Work to be completed:
Every line of the data below should be retyped exactly.

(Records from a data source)
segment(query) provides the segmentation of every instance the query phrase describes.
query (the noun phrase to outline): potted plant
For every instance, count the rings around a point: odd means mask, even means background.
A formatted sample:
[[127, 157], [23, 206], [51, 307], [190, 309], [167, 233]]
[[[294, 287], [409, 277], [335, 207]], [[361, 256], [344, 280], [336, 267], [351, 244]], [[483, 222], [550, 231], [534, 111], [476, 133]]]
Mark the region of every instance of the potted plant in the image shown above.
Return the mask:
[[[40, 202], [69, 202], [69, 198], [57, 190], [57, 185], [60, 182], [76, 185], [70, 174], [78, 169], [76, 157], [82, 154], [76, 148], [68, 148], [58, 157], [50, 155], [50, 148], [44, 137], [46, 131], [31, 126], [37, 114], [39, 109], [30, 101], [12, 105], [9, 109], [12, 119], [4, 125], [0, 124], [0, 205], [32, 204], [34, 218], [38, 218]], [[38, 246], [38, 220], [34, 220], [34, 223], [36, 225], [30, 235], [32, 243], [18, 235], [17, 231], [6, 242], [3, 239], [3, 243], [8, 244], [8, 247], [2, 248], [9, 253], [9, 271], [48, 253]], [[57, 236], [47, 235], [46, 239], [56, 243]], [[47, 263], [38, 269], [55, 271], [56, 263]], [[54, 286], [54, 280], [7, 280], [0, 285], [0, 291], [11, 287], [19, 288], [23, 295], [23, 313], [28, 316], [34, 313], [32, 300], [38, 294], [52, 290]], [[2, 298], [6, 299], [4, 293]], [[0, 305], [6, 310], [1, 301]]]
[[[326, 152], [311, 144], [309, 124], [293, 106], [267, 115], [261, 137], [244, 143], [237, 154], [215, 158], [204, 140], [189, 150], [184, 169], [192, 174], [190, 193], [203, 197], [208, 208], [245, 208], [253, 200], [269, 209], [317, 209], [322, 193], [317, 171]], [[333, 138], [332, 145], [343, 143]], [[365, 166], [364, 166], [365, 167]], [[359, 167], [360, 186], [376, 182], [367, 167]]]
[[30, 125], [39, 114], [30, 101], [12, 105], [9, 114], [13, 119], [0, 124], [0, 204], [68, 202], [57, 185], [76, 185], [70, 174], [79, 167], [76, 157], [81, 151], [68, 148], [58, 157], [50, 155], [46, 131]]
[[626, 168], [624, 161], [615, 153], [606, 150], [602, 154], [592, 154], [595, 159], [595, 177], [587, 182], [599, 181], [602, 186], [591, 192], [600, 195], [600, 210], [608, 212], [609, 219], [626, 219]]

Solution to this task:
segment(query) provides the segmentation of every instance the query phrase describes.
query (the noun phrase to outline): potted plant
For every instance, count the rings around a point: odd means mask, even means background.
A formatted sample:
[[127, 157], [23, 206], [51, 307], [190, 309], [167, 233]]
[[[294, 287], [409, 277], [335, 207]], [[361, 256], [344, 280], [336, 267], [351, 244]], [[483, 222], [550, 231], [534, 111], [476, 133]]]
Mark the region of every instance of the potted plant in the image shown above.
Return the mask:
[[[40, 202], [69, 202], [69, 198], [57, 190], [57, 185], [60, 182], [76, 185], [70, 174], [78, 169], [76, 157], [82, 154], [76, 148], [68, 148], [58, 157], [50, 155], [50, 148], [44, 137], [46, 131], [31, 126], [37, 114], [39, 109], [30, 101], [12, 105], [9, 109], [12, 119], [4, 125], [0, 124], [0, 205], [32, 204], [34, 218], [38, 218]], [[38, 246], [38, 220], [34, 220], [34, 223], [36, 225], [30, 235], [32, 243], [18, 235], [17, 231], [6, 242], [3, 239], [3, 243], [8, 244], [8, 247], [2, 248], [9, 253], [9, 271], [48, 253]], [[57, 236], [47, 235], [46, 239], [56, 243]], [[47, 263], [38, 269], [55, 271], [56, 263]], [[54, 286], [54, 280], [7, 280], [0, 285], [0, 291], [11, 287], [19, 288], [23, 295], [23, 313], [28, 316], [34, 313], [32, 300], [38, 294], [52, 290]], [[2, 298], [6, 299], [4, 293]], [[0, 305], [6, 310], [1, 301]]]
[[[326, 152], [311, 144], [309, 124], [293, 106], [267, 115], [261, 137], [244, 143], [237, 154], [215, 158], [204, 140], [189, 150], [184, 169], [192, 174], [190, 193], [203, 197], [208, 208], [245, 208], [253, 200], [269, 209], [317, 209], [322, 193], [317, 171]], [[333, 138], [332, 145], [343, 143]], [[365, 166], [364, 166], [365, 167]], [[359, 167], [360, 186], [376, 182], [367, 167]]]
[[30, 125], [39, 114], [30, 101], [12, 105], [9, 114], [13, 119], [0, 124], [0, 204], [68, 202], [57, 185], [76, 185], [70, 174], [79, 167], [76, 157], [81, 151], [68, 148], [58, 157], [50, 155], [46, 131]]
[[626, 168], [624, 161], [615, 153], [606, 150], [602, 154], [592, 154], [595, 159], [595, 177], [587, 182], [599, 181], [602, 186], [591, 192], [600, 195], [600, 210], [608, 212], [609, 219], [626, 219]]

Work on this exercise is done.